◆ Directions
1 > Name every computer worm mentioned in the news report about the Slapper worm.
2 > Pick up the news report on the Slapper worm and hacker threats right after its last sentence and keep writing.

◆ Passage to read
──────────
Hackers could be planning major attack, says White House

A new computer worm infecting a popular World Wide Web technology is proof that computer hackers have grown more sophisticated and could be preparing a significant attack, according to a senior White House official.

Marcus Sachs, director of communication and infrastructure protection at the White House Office of Cyberspace Security, said hackers driven to "the back streets and back alleys of the Internet" by intense law enforcement scrutiny following the Sept. 11 attacks have quietly been building new threats. The new worm, widely known as Slapper, is a prime example of their abilities, he said.

Officials believe millions of devices are vulnerable to Slapper, which is a computer code that burrows into a server, the program that provides the files that constitute Web pages. It enters through a well-known weakness in the Secure Socket Layer (SSL) that connects servers to the Internet. Once inside, the worm forces the server to seek out other infected machines, forming an army of so-called "zombies" that could bombard Web sites with bogus requests for information, causing a massive traffic jam on the Internet.

The attack method, known as a distributed denial-of-service attack, has been used to disrupt service on sites such as Yahoo! and eBay. Attacks last year by other worms, such as Code Red and Nimda, caused billions of dollars in damage and targeted some government Web sites, including a White House server.
──────────
◆ Dataset excerpt
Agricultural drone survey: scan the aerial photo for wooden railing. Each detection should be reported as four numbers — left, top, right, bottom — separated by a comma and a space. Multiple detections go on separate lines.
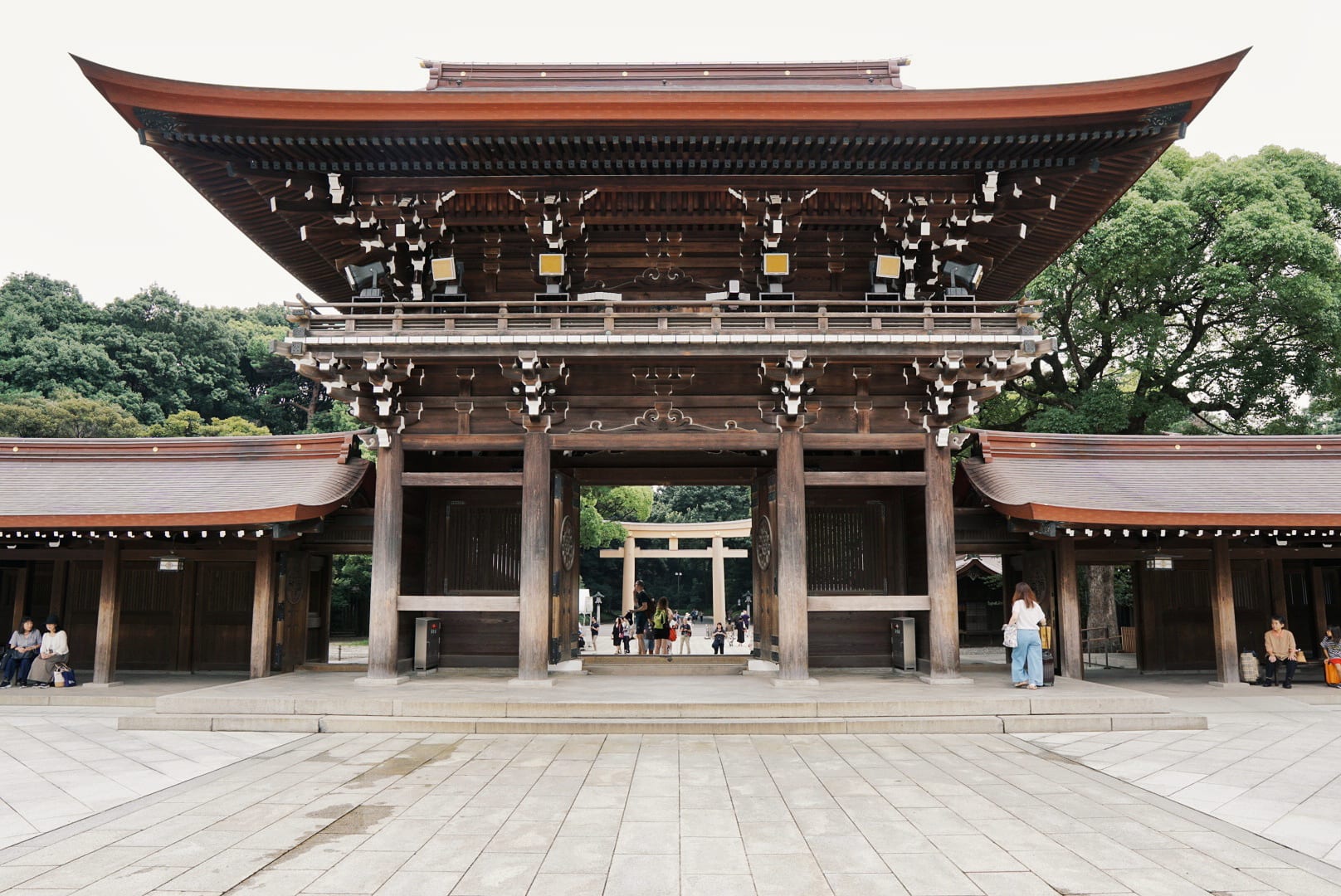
287, 295, 1038, 335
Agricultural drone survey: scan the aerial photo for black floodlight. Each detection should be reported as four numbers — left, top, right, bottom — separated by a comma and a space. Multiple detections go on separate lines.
──────────
◆ Your written answers
1 > Slapper, Code Red, Nimda

2 >
The Slapper worm was identified two months ago, but federal officials still are concerned that many infected or at-risk organizations and individuals haven't taken adequate steps to protect themselves. The FBI's National Infrastructure Protection Center has found four variants of the worm, and notes that rates of new infection have declined. However, the agency also has warned that between 25,000 and 30,000 servers have already been infected. A steady buildup of infections preceded the Code Red and Nimda attacks.

Sachs said Slapper represents a "double barrel" feat of hacker engineering, because it targets two well-known devices that have long been considered quite secure. The Apache server the worm attacks and the hole in the SSL connection through which it enters are open source products, meaning their design is publicly available. Sachs said there has been a longstanding myth that open source technologies are safer than proprietary systems because their design can be improved by anyone who wants to examine them. The Slapper worm is helping to dispel that notion, he said.

The SSL vulnerability exists on a number of products, but Slapper is infecting only Apache servers that use the device.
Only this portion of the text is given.